• [Written problem] Pick out every line of the data below that contains the word "white" and copy each of those lines.

• [The data]
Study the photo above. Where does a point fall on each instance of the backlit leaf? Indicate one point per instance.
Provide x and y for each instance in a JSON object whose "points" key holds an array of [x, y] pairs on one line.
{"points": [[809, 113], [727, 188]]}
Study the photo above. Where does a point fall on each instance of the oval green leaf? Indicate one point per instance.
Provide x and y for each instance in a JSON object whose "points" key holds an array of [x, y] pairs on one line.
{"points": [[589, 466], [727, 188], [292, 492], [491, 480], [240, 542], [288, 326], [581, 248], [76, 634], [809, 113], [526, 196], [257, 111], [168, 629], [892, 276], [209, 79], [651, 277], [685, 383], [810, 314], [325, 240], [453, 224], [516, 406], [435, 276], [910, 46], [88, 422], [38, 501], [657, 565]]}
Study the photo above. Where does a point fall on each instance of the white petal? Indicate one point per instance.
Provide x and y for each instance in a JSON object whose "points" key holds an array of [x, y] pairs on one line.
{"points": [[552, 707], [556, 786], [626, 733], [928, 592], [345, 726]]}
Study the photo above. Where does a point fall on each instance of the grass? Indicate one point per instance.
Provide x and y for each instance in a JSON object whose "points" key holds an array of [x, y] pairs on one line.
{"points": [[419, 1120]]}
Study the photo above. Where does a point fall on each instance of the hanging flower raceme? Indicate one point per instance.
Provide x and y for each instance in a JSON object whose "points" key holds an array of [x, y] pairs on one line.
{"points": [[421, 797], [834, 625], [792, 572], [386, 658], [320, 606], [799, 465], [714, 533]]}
---
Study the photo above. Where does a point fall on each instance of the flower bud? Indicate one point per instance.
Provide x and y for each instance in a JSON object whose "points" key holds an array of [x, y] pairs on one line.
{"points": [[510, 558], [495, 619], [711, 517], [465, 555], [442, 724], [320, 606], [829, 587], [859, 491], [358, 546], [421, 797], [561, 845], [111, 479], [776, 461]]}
--
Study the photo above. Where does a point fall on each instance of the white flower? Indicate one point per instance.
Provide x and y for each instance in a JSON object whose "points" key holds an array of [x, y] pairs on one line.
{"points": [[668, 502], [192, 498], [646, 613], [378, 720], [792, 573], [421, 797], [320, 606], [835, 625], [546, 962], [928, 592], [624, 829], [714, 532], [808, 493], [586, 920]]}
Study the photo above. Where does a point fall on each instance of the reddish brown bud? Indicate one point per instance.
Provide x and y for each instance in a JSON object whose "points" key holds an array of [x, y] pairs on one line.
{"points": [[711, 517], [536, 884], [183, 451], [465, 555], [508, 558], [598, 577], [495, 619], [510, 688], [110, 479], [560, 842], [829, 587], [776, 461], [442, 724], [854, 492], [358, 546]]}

• [Finished task]
Study the photo above. Where does a point fall on each instance of the white petal? Indicate one point per instance.
Study the photo above. Where does a point fall on each instance of the white flower? Indicate one point per instance.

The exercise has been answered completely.